- **EXERCISE INSTRUCTIONS**:
1. According to the Fisher family sketch, where was Abel Fisher born?
2. Pick up the Fisher family sketch from its last sentence and carry the account forward.

- **EXCERPT PROVIDED**:
• • •
Historical Sketch of the Fisher Families

THE LIGONIER ECHO- WEDNESDAY, NOVEMBER 21, 1888
A HISTORICAL SKETCH-OF ONE OF THE FISHER FAMILIES
By One Of Them


The name FISHER, indicates German origin, and it is highly probable that the remote ancestors of the family came over to England in the Saxon conquest of that country, and subsequently emigrated to Ireland, perhaps in CORNWELL's colonization scheme. Family tradition said they came from England. Abel FISHER was born in Mt. Mellick, Ireland, about 1730. (His father's name was Abel.) He served some time in the British army as a dragoon; after his discharge, he married Rachel WHOOWEE, a Quakeress, who was born in Eddenderry. They immediately sailed for America. The voyage lasting three months. Now they make the passage in a week. They landed in Philadelphia. Mr. FISHER left one brother, Henry, and one half sister, Nancy LAKE. Mrs. FISHER's two brothers, William and Matthias, and three sisters, Mollie, Nancy, and Hanna. Of these relatives, none was ever known to come to America, except Henry FISHER. The family kept track of him for some time, but for many years every trace of him and his family has been lost. Of all those who remained in Ireland, nothing is known. Perhaps their descendants became Fenians, land leaguers or home rulers, or they may have emigrated to India or Austria, or even to America; all this belongs to the unknown. Mr. FISHER settled at Cape May, New Jersey, where the family resided for about twenty years, and where their children were born. Mr. FISHER, while there, owned a small boat in which he carried oysters to Philadelphia and brought back domestic goods which he exchanged for oysters. Philadelphia was then a small town.
• • •
- **RECORD EXTRACTS**:
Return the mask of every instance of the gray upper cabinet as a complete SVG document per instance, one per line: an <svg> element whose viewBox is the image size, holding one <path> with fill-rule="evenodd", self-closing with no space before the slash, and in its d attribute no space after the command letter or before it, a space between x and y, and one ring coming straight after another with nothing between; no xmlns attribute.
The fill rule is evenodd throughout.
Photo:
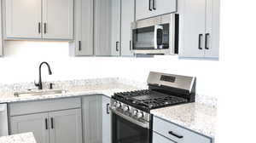
<svg viewBox="0 0 256 143"><path fill-rule="evenodd" d="M75 40L69 43L72 55L90 56L94 54L93 2L93 0L74 0Z"/></svg>
<svg viewBox="0 0 256 143"><path fill-rule="evenodd" d="M0 20L2 21L2 0L0 1ZM2 22L0 22L0 57L3 54L2 33Z"/></svg>
<svg viewBox="0 0 256 143"><path fill-rule="evenodd" d="M6 38L42 38L42 0L3 0Z"/></svg>
<svg viewBox="0 0 256 143"><path fill-rule="evenodd" d="M43 0L43 38L73 38L73 0Z"/></svg>
<svg viewBox="0 0 256 143"><path fill-rule="evenodd" d="M136 0L136 20L177 12L177 0Z"/></svg>
<svg viewBox="0 0 256 143"><path fill-rule="evenodd" d="M112 54L111 3L111 0L94 1L94 49L96 56Z"/></svg>
<svg viewBox="0 0 256 143"><path fill-rule="evenodd" d="M134 21L134 0L121 1L121 56L132 56L131 53L131 22Z"/></svg>
<svg viewBox="0 0 256 143"><path fill-rule="evenodd" d="M111 55L120 55L121 0L111 0Z"/></svg>
<svg viewBox="0 0 256 143"><path fill-rule="evenodd" d="M218 58L219 0L181 0L179 56Z"/></svg>
<svg viewBox="0 0 256 143"><path fill-rule="evenodd" d="M73 38L73 0L4 0L6 39Z"/></svg>

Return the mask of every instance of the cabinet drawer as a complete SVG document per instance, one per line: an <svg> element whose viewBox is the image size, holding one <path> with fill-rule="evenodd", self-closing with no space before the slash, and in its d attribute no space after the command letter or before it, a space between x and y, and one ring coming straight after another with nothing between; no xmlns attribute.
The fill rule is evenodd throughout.
<svg viewBox="0 0 256 143"><path fill-rule="evenodd" d="M211 143L211 139L154 117L153 130L178 143Z"/></svg>
<svg viewBox="0 0 256 143"><path fill-rule="evenodd" d="M59 111L81 107L80 98L66 98L39 101L10 103L9 115L17 116L50 111Z"/></svg>
<svg viewBox="0 0 256 143"><path fill-rule="evenodd" d="M164 137L155 132L153 132L153 143L175 143L168 138Z"/></svg>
• • •
- **THE RESPONSES**:
1. In Mt. Mellick, Ireland.

2.
In 1773, he concluded to emigrate to the then west. Procuring a wagon and a team of miserable old horses, he started for the redstone country, near the line between Westmoreland and Fayette Counties, Pa. After a terrible journey over bad roads and mountains, late in the fall they reached a point one mile west of Fort Ligonier, now Ligonier Borough; here their team gave out and refused to go any further. Here they remained through the winter and finally concluded to make the neighborhood their permanent home. Subsequently Mr. FISHER purchased a tract of land containing 300 acres, two miles west of Ligonier, on the Two Mile Run. This land remained in the possession of the family for more than one hundred years. 

Just as they commenced to make an improvement on their land, the Revolutionary War came on, and as they were on the Frontier, and exposed to Indian raids, the family removed to York, Pa., where the women remained until the close of the war. Mr. FISHER and the two oldest boys returned to Ligonier, and lived amidst constant alarms and dangers, the Indians killing some of the settlers every year. Sometime during the war, Mr. FISHER died in the fort, it was said of pleurisy. As was common with the early settlers, he requested to be buried on his own farm. A squad of soldiers accompanied the funeral procession, and while they committed dust to dust, armed men stood round in the bushes to guard against surprise by Indians. He was an industrious and thrifty man, and under more favorable conditions would have succeeded well. 
After the close of the war, the family, consisting of the widow and seven children, returned to the farm and commenced in earnest to make a home. Abel, the oldest son, never married, but continued to live on the old farm with his mother and sisters until he died of old age, past his four score years. His education was very limited, but he could read and did, until he became the best historian in that part of the country. He acquired the habit of fast reading, (or glancing) as he termed it, thus getting the marrow out of a book, without reading one-fourth of it. His thirst for knowledge continued to the last. When on his death bed, he requested daily to have the papers read to him. He was one of the most religious men the writer ever knew; his life went out calm as a summer evening. 

Mathias, the second son, I will refer to again.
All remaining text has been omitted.